_Exercise prompt_: Rewrite the material below so that every "single dot" becomes "small cross", leaving everything else unchanged.
--- Provided entries ---
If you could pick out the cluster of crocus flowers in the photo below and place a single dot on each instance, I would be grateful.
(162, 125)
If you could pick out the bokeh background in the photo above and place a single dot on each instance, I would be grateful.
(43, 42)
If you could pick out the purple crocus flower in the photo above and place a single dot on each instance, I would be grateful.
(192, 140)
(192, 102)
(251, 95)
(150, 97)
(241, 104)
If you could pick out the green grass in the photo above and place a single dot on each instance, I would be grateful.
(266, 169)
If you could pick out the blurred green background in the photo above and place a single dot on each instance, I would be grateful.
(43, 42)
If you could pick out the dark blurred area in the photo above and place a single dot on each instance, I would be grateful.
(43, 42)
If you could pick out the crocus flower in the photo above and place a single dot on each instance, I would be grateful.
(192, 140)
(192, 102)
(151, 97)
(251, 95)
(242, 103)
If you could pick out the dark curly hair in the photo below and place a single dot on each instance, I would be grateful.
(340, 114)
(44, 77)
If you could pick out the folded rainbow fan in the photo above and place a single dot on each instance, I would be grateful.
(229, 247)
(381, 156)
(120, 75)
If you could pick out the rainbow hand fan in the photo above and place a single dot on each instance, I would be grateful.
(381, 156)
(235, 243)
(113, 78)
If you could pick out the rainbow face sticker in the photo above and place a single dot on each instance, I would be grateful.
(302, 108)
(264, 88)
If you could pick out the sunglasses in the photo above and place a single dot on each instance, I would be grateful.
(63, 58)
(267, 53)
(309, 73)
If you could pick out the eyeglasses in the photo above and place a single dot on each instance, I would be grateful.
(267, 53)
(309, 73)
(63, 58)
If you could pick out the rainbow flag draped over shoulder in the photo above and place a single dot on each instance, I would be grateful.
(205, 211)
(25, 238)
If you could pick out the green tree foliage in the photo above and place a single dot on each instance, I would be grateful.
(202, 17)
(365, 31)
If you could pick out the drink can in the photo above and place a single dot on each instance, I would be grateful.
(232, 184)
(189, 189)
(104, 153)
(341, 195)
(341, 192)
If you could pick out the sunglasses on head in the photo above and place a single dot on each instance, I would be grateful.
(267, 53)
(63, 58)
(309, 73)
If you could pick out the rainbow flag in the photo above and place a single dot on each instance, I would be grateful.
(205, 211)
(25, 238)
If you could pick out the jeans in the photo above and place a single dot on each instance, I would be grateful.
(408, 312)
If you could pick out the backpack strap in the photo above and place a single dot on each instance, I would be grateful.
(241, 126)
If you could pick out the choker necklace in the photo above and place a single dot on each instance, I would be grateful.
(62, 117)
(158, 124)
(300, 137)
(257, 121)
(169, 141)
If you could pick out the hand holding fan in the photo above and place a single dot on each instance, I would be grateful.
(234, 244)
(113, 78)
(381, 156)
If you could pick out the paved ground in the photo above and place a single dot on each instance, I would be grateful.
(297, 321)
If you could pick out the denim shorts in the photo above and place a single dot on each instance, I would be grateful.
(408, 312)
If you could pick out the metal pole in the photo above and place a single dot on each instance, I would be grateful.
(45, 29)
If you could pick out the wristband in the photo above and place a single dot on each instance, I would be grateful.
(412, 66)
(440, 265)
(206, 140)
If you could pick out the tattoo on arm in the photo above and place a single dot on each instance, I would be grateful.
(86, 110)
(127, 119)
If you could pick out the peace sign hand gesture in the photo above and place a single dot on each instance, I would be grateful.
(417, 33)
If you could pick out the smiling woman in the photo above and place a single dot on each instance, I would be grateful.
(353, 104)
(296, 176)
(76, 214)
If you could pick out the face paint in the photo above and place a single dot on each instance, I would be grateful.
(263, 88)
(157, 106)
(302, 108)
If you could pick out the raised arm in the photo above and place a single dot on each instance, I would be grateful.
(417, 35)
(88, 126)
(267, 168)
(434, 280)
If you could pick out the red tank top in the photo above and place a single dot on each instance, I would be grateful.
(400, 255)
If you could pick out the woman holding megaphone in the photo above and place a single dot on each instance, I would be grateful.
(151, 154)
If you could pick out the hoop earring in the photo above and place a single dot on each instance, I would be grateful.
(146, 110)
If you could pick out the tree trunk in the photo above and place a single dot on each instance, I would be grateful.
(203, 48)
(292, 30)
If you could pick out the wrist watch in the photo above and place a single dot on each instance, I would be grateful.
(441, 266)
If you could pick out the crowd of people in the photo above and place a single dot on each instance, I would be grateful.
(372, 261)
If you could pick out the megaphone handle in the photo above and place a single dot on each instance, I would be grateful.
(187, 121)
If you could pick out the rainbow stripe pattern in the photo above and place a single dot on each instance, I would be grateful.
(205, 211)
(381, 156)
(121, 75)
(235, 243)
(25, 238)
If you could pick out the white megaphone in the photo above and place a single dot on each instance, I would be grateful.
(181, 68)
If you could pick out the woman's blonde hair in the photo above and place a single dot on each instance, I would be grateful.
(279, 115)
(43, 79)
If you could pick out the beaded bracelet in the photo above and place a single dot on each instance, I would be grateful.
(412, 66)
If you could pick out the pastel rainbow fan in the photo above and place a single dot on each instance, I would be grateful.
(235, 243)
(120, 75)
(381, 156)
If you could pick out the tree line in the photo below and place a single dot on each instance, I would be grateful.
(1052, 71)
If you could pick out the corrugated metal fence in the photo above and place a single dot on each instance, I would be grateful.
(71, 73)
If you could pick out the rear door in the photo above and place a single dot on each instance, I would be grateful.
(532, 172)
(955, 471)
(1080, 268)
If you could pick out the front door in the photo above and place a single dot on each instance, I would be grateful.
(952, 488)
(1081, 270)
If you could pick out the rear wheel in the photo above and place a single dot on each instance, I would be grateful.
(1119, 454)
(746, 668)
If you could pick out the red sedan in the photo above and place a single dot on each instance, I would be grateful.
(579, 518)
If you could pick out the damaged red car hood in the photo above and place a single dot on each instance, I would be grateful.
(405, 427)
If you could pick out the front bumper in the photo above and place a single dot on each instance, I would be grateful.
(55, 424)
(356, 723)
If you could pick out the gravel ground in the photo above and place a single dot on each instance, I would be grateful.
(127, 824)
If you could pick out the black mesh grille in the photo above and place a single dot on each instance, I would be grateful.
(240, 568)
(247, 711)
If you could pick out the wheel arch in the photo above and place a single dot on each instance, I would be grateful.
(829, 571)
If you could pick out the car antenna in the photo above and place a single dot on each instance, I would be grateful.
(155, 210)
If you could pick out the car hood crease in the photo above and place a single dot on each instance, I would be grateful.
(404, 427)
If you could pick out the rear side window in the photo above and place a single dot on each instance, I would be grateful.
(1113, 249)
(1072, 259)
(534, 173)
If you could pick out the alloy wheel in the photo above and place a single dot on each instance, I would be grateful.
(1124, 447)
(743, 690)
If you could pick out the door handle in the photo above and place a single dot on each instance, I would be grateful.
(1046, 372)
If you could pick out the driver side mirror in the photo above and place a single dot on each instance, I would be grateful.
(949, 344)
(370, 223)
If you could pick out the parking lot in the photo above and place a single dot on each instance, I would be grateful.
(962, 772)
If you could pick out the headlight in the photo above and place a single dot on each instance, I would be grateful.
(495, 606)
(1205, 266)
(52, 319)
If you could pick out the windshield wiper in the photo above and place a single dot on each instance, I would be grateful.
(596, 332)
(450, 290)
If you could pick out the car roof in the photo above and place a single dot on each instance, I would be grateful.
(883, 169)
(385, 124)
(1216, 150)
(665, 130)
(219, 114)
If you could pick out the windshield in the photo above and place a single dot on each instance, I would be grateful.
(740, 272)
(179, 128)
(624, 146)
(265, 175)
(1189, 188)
---
_The reply_:
If you could pick out the cluster of crocus flowers in the photo below and place a small cross on each instance, I would be grateful.
(162, 125)
If you could pick out the bokeh background in the photo above and place a small cross on each instance, I would be grateful.
(43, 42)
If you could pick out the purple crocus flower in the photo above and place a small cross on each instance, I would be grateful.
(192, 140)
(192, 102)
(251, 95)
(150, 97)
(241, 104)
If you could pick out the green grass in the photo above and place a small cross on each instance, I would be grateful.
(266, 169)
If you could pick out the blurred green background in the photo above and place a small cross on each instance, I would be grateful.
(43, 42)
If you could pick out the dark blurred area in the photo above and place a small cross on each instance, I would be grateful.
(43, 42)
If you could pick out the crocus flower in the photo above and place a small cross on each instance, I would be grateful.
(192, 140)
(192, 102)
(151, 97)
(251, 95)
(242, 103)
If you could pick out the dark curly hair in the photo below and place a small cross on each instance, I would be grateful.
(340, 114)
(44, 77)
If you could pick out the folded rainbow fan in the photo above and place a small cross on each instance, I would be grateful.
(229, 247)
(381, 156)
(120, 75)
If you could pick out the rainbow hand fan in the photo above and place a small cross on each instance, I would be grateful.
(381, 156)
(235, 243)
(113, 78)
If you could pick out the rainbow face sticker in the photo above and place a small cross on each instance, I would be grateful.
(302, 108)
(264, 88)
If you could pick out the sunglasses in the photo above and place a small cross on each instance, I would be grateful.
(63, 58)
(267, 53)
(309, 73)
If you could pick out the eyeglasses in the photo above and place a small cross on each instance, I would be grateful.
(267, 53)
(309, 73)
(63, 58)
If you could pick out the rainbow flag draped over shoulder in the photo above and place a small cross on each instance, I would be grateful.
(205, 211)
(25, 238)
If you could pick out the green tree foliage in the photo above and place a small cross on each instance, I would be grateful.
(202, 17)
(365, 31)
If you could pick out the drink can in the photo above and place a small cross on each instance, I would be grateful.
(232, 184)
(189, 189)
(104, 153)
(341, 195)
(341, 192)
If you could pick out the sunglasses on head in the photo above and place a small cross on each instance, I would be grateful.
(267, 53)
(63, 58)
(309, 73)
If you could pick out the rainbow flag in the photo above and place a small cross on each instance, I would be grateful.
(205, 211)
(25, 238)
If you could pick out the jeans in the photo above and place a small cross on each instance, I would be grateful.
(408, 312)
If you could pick out the backpack strap in the photo above and place a small cross on each instance, I would be grateful.
(241, 126)
If you could pick out the choker necklace in the photo above and place a small cross on each instance, I would be grateful.
(62, 117)
(158, 124)
(300, 137)
(257, 121)
(169, 141)
If you could pick out the hand holding fan in the photo above and place a small cross on each instance, I would be grateful.
(234, 244)
(113, 78)
(381, 156)
If you could pick out the paved ground in the photo above and place a small cross on each instance, I would be grateful.
(297, 321)
If you could pick out the denim shorts in the photo above and place a small cross on each instance, I would be grateful.
(408, 312)
If you could pick out the metal pole in the photo above and place a small cross on each instance, I would be grateful.
(45, 29)
If you could pick out the wristband in the photo above and place a small cross on each instance, I would be grateful.
(412, 66)
(440, 265)
(206, 140)
If you could pick out the tattoo on arm in the photo above and place a small cross on each instance, I would be grateful.
(86, 110)
(127, 119)
If you could pick out the peace sign hand gesture in the photo above and place a small cross on each instance, I would be grateful.
(417, 33)
If you could pick out the smiling woman in the photo above and place a small cross on each instance, I would be grateful.
(353, 104)
(296, 176)
(76, 214)
If you could pick out the face paint in the photo above and place a small cross on each instance, I would be grateful.
(263, 88)
(157, 106)
(302, 108)
If you could pick out the raised arm in the photo above and place a small cross on each instance, I would be grateful.
(417, 35)
(88, 126)
(267, 168)
(434, 280)
If you could pick out the red tank top in the photo above and place a small cross on each instance, I would be grateful.
(400, 255)
If you could pick out the woman holding megaphone in the photo above and place a small cross on each instance, I would be grateful.
(151, 154)
If you could pick out the hoop earring in the photo above and place a small cross on each instance, I would be grateful.
(146, 110)
If you could pick out the tree trunk in the photo above and place a small cross on each instance, I would be grateful.
(203, 48)
(292, 30)
If you could pick out the wrist watch in the photo above and place a small cross on each instance, I would be grateful.
(441, 266)
If you could pick out the crowd of people in the photo above and place a small cross on each instance, I would be grateful.
(372, 261)
If you could pick out the megaphone handle in the photo above and place a small cross on each instance, I would be grateful.
(187, 121)
If you could pick out the rainbow stripe pattern in the photo above and place a small cross on each instance, I would be grateful.
(205, 211)
(381, 156)
(121, 75)
(235, 243)
(25, 238)
If you could pick out the white megaphone in the photo above and place a small cross on each instance, I would be grateful.
(181, 68)
If you could pick out the woman's blonde hair in the photo above and place a small cross on each instance, I would be grateful.
(279, 115)
(43, 79)
If you could pick out the beaded bracelet in the photo above and place a small cross on each instance, I would be grateful.
(412, 66)
If you could pick out the pastel rainbow fan in the photo above and place a small cross on each instance, I would be grateful.
(235, 243)
(120, 75)
(381, 156)
If you could pick out the tree line in the photo below and place a small cross on each instance, I would be grateful.
(1052, 71)
If you could pick out the corrugated metal fence in the photo above and place a small cross on each instance, I would be grateful.
(71, 73)
If you could pick out the rear door in the photo above and place a small cross on each instance, I would be grateful.
(532, 172)
(955, 471)
(1080, 268)
If you could pick out the front door in the photo above and place a small cross on each instance, I would be grateful.
(952, 488)
(1081, 270)
If you could pick out the rear wheel in the photo above and place a small cross on each instance, I would be grateful.
(1119, 454)
(746, 668)
If you could pick out the red sedan in the photo above and place a small cross on each instance, I would be grateful.
(579, 518)
If you could pick out the damaged red car hood in the photo above and place a small cross on each instance, I would be grateful.
(405, 427)
If you could pick out the front bumper in the photo above and place a small cross on each instance, I would be grateful.
(55, 424)
(356, 723)
If you could pick out the gravel ground in the photo above and place a small cross on each instance, I would be grateful.
(127, 824)
If you could pick out the black mesh grille in the photo above and place a small cross on each instance, I would be grateful.
(240, 568)
(247, 711)
If you could pick out the wheel arch in the photo above and place a small cross on each instance, I would be grateful.
(829, 571)
If you could pick out the car antenna in the photo above and place a small cross on each instance, I would be grateful.
(155, 210)
If you could pick out the car hood crease in the photo above and place a small cross on each instance, I would be grateful.
(404, 427)
If you could pick out the rear side window in the photo above and place a small cross on each instance, I would be grateful.
(1113, 249)
(1072, 259)
(534, 173)
If you could pick out the alloy wheel in the photo above and place a small cross on each instance, I would be grateful.
(1124, 447)
(743, 690)
If you could pick out the door handle in the photo above and place a small cross on each instance, I would be grateful.
(1046, 372)
If you could pick out the driver side mirror in the photo above and place a small cross on each instance, I would be grateful.
(949, 344)
(370, 223)
If you could pick out the parking lot in the photo above and place a small cross on each instance, I would be grateful.
(962, 772)
If you could pick out the headlight in the photo above and place a small cross on each instance, I would be grateful.
(495, 606)
(1205, 266)
(52, 319)
If you could pick out the windshield wiper in the photo above and place a small cross on each instance, I would be grateful.
(596, 332)
(450, 290)
If you could pick out the car roof in the photo above and place a small cross on each instance, I would be grateful.
(883, 169)
(385, 124)
(1216, 150)
(665, 130)
(219, 114)
If you could pick out the windshield in the photo above and place a small cross on each instance, I would be grateful.
(740, 272)
(179, 128)
(624, 146)
(265, 175)
(1189, 188)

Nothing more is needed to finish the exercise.